CA Angers, 1re ch. B, 1 mars 2012, n° 11-01388

ANGERS

Arrêt

Confirmation

PARTIES

Demandeur :

Duchesne (SA)

Défendeur :

Goubet

COMPOSITION DE LA JURIDICTION

Président :

Mme Varin-Missire

Conseillers :

Mme Pierru, M. Travers

Avocats :

SCP Chatteleyn, George, SCP Gontier-Langlois, Mes Massei, Conte, Pigeau

TGI Le Mans, du 22 mars 2011

22 mars 2011

FAITS ET PROCÉDURE

Au cours de l'année 2009, Mme Goubet a reçu de la société D. Duchesne (société Duchesne), exerçant sous l'enseigne TV distribution, spécialisée dans la vente par correspondance de produits ménagers, des documents publicitaires personnalisés lui annonçant le gain d'un chèque de 15 500 euro, au vu desquels elle a commandé divers objets les 24 juin et 12 août 2009.

Après une lettre recommandée du 30 juillet 2009 restée infructueuse, Mme Goubet, par acte du 21 mai 2010, a sollicité la condamnation de la société Duchesne, sur le fondement des articles 1371 et 1382 du Code civil et des articles L. 121-36 et suivants du Code de la consommation, au paiement de la somme de 15 500 euro, avec intérêts au taux légal à compter de sa réclamation, de la somme de 10 000 euro à titre de dommages-intérêts et de la somme de 3 000 euro au titre de l'article 700 du Code de procédure civile.

Par jugement du 22 mars 2011, le Tribunal de grande instance du Mans a fait droit à ses demandes, dans la limite, pour les dommages-intérêts, de la somme de 1 000 euro.

## Liste des données

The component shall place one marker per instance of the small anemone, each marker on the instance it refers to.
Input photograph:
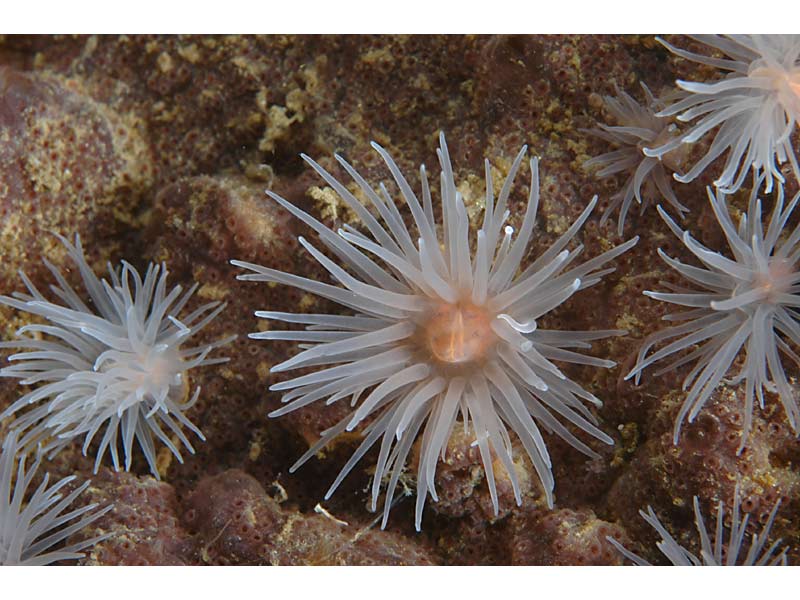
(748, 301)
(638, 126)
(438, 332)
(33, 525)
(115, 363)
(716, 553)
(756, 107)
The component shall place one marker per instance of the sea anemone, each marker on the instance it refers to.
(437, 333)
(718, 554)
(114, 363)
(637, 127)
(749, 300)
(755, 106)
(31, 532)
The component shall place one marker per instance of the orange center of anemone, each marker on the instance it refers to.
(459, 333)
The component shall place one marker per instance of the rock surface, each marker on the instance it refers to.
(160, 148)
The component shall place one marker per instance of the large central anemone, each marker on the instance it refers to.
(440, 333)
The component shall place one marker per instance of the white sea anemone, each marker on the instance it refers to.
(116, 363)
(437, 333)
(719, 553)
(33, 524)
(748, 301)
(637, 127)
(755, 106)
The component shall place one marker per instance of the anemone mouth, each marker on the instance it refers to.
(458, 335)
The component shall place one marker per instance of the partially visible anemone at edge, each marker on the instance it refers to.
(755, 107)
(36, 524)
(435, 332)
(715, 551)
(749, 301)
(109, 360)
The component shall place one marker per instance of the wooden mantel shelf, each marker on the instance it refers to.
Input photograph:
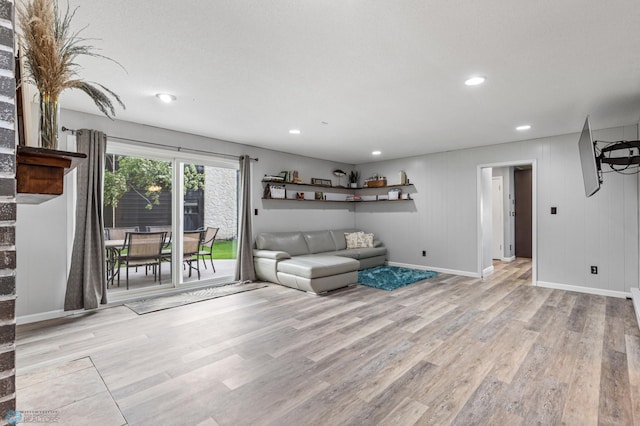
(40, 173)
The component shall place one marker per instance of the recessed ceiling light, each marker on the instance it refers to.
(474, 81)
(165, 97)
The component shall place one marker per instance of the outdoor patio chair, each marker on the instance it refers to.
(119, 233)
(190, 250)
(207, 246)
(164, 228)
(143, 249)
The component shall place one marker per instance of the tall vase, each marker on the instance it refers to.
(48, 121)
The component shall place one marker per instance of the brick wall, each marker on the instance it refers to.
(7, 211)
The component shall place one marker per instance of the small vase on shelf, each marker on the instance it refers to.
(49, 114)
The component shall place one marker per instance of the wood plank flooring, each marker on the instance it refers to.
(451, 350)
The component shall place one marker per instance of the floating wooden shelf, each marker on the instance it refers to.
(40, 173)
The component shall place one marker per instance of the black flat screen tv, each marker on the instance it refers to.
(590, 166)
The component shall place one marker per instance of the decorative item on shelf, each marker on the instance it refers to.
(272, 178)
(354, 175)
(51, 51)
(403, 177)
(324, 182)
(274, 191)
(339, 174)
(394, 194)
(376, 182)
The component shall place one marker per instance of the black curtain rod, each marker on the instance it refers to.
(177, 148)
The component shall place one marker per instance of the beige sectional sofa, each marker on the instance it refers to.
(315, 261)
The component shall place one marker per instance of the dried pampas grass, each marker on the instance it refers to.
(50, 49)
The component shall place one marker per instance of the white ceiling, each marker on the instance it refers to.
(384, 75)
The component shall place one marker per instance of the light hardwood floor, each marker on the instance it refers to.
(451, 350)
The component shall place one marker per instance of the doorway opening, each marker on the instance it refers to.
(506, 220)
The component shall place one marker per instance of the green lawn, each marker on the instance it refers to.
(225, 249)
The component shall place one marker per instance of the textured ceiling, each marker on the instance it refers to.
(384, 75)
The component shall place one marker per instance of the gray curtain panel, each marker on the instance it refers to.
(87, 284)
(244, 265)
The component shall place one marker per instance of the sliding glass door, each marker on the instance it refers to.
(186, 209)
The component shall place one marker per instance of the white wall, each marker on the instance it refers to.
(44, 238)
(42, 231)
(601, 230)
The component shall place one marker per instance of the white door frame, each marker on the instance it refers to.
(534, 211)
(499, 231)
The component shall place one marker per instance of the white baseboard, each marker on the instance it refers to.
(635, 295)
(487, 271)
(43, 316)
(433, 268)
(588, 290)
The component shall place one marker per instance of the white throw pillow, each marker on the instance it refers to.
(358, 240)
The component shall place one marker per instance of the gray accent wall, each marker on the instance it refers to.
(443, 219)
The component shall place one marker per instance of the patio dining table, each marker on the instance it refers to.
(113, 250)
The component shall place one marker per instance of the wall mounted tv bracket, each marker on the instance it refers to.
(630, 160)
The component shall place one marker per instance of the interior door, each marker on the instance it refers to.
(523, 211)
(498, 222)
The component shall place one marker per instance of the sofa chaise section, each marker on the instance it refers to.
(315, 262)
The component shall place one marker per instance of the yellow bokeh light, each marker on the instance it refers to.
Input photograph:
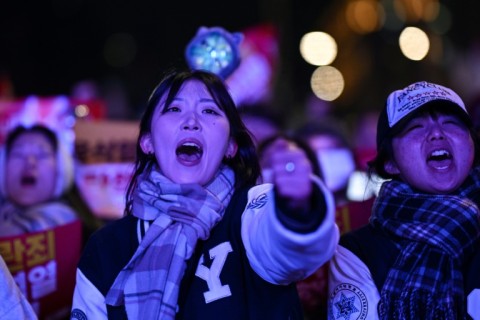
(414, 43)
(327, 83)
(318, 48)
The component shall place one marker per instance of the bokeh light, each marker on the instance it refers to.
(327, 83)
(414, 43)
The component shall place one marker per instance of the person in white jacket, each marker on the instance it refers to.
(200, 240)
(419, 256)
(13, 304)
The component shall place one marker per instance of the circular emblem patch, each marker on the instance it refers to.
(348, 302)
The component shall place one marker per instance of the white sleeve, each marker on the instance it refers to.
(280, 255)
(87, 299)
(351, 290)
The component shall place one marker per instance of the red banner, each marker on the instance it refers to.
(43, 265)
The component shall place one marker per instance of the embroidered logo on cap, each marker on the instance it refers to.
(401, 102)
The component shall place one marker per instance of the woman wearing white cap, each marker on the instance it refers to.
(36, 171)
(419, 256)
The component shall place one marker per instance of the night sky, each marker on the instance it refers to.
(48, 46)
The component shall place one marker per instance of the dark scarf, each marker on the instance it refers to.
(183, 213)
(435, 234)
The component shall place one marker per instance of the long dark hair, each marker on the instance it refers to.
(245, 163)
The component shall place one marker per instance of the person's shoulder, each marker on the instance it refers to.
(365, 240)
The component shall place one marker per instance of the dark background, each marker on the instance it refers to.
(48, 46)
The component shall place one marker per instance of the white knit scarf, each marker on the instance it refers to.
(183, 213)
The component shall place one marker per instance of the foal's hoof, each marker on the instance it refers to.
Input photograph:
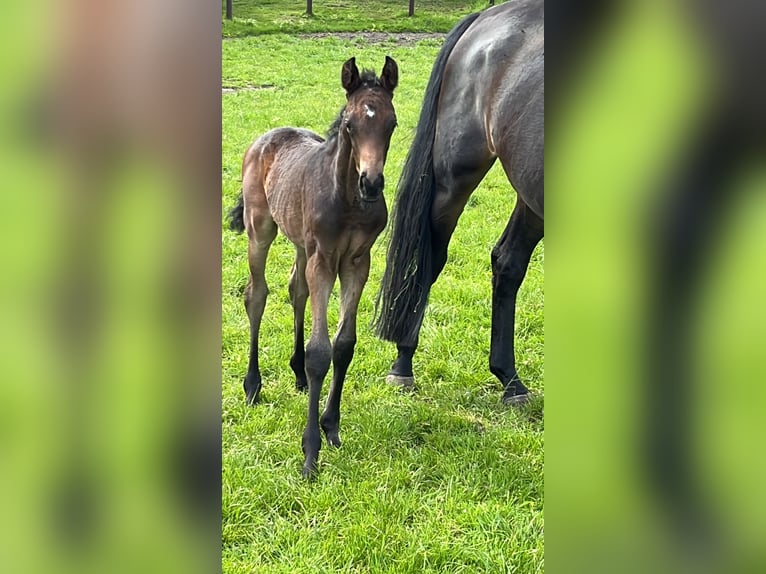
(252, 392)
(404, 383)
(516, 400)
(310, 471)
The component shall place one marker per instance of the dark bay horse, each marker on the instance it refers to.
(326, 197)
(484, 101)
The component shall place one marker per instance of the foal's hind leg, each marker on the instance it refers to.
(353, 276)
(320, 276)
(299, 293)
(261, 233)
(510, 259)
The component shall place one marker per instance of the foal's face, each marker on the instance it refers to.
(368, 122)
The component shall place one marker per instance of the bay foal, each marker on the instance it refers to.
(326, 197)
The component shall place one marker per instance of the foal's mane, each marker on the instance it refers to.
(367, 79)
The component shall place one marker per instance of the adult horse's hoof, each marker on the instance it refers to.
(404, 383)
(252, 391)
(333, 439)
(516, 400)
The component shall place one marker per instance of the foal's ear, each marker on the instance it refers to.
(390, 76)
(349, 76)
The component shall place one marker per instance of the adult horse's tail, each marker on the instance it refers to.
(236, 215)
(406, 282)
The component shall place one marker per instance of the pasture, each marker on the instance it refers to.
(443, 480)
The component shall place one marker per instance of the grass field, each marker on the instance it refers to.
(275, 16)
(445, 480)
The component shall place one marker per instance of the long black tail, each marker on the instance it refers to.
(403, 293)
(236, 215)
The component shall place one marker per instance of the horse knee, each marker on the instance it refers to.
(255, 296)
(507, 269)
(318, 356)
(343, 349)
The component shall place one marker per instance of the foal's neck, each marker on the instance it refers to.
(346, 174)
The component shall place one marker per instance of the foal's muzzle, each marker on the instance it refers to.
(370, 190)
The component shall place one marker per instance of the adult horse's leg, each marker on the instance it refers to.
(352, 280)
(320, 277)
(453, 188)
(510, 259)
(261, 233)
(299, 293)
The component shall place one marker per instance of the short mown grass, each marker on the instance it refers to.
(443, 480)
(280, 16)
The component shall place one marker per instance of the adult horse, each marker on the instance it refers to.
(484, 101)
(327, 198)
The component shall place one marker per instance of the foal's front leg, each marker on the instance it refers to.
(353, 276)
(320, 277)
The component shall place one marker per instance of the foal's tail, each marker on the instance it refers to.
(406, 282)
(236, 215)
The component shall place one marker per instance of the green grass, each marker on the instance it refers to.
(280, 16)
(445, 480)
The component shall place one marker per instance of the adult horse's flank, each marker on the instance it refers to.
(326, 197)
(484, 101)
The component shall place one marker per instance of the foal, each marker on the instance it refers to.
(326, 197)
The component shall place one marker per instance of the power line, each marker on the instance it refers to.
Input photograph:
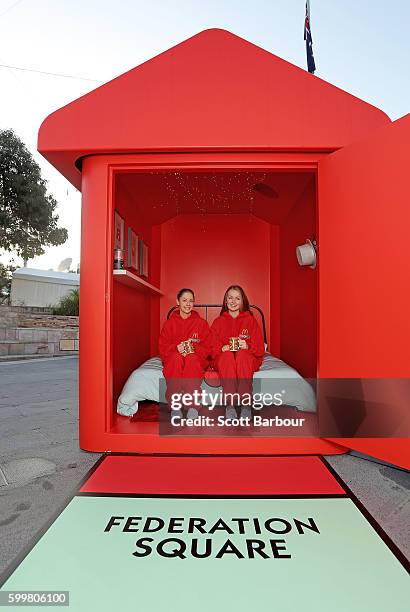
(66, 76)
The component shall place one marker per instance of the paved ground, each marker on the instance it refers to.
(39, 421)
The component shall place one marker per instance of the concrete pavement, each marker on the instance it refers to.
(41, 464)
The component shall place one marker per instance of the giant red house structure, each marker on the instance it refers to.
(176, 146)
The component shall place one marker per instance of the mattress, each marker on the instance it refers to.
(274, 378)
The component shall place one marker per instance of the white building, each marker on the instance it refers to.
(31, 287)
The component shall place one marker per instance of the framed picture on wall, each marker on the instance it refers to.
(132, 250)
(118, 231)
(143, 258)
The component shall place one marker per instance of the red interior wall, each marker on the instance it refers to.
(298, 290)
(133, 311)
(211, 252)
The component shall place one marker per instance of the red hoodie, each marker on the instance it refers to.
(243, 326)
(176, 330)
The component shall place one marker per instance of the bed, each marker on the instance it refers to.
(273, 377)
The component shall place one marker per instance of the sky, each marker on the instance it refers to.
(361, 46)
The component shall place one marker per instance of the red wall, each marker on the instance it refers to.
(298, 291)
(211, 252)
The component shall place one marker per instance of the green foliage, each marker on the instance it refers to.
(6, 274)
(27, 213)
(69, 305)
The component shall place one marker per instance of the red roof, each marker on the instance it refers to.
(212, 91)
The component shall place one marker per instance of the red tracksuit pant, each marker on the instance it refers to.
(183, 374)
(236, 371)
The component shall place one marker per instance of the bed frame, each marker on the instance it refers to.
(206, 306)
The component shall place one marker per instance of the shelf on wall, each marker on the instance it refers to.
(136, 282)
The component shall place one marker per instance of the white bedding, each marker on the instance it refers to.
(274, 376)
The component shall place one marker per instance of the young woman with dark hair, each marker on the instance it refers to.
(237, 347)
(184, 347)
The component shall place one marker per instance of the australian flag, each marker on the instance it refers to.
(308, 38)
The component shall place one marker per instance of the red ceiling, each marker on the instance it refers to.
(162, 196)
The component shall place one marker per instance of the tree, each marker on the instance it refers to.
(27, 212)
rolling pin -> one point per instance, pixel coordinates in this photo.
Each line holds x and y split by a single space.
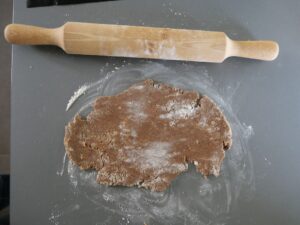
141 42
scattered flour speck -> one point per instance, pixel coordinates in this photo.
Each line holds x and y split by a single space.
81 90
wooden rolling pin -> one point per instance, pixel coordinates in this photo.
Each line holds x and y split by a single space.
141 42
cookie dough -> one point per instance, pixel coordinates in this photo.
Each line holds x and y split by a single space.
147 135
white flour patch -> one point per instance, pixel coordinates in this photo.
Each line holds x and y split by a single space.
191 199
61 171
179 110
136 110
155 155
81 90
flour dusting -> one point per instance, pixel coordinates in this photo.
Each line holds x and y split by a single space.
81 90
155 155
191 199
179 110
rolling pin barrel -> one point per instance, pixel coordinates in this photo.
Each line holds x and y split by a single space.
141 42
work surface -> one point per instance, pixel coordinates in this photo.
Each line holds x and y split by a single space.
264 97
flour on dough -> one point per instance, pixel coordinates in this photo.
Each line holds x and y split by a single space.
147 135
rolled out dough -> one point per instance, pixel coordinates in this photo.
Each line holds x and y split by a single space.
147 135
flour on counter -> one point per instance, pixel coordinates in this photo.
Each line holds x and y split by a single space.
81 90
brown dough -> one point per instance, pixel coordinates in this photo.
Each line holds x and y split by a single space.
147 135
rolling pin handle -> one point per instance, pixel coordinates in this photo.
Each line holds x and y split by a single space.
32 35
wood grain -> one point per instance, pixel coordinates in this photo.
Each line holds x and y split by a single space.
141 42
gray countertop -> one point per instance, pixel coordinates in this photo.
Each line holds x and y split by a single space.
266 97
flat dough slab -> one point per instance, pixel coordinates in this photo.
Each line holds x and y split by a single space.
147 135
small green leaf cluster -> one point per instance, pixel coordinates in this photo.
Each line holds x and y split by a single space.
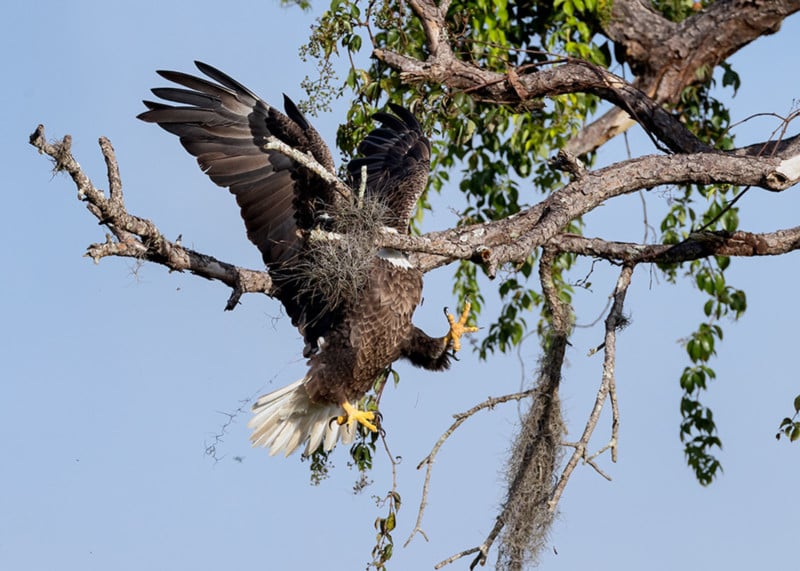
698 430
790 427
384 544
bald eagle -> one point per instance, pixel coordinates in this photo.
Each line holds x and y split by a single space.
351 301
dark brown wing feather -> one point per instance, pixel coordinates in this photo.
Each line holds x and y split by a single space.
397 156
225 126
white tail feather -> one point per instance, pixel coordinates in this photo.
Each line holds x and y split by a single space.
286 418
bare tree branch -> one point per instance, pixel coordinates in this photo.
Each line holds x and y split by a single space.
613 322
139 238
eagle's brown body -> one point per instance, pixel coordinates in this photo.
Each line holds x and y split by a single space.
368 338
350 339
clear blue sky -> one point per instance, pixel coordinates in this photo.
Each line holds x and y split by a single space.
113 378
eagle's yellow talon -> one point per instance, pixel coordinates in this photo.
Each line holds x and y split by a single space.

## Travail à faire
A. D'après l'extrait de l'arrêt, répondez à ces questions :
(i) De quel montant était le chèque dont les documents publicitaires annonçaient le gain à Mme Goubet ?
(ii) De quelle date est la lettre recommandée restée infructueuse ?
(iii) À quelle somme le tribunal a-t-il limité les dommages-intérêts ?
B. Comment traduire en anglais cette phrase de l'extrait de l'arrêt : « Par jugement du 22 mars 2011, le Tribunal de grande instance du Mans a fait droit à ses demandes, dans la limite, pour les dommages-intérêts, de la somme de 1 000 euro. » ?
Les entrées n'ont aucun lien avec l'extrait de l'arrêt.

## Corrigé détaillé
A.
(i) 15 500 euros.
(ii) Du 30 juillet 2009.
(iii) À 1 000 euros.

B. By a judgment of March 22, 2011, the Le Mans Tribunal de grande instance granted her claims, limiting damages to the sum of 1,000 euros.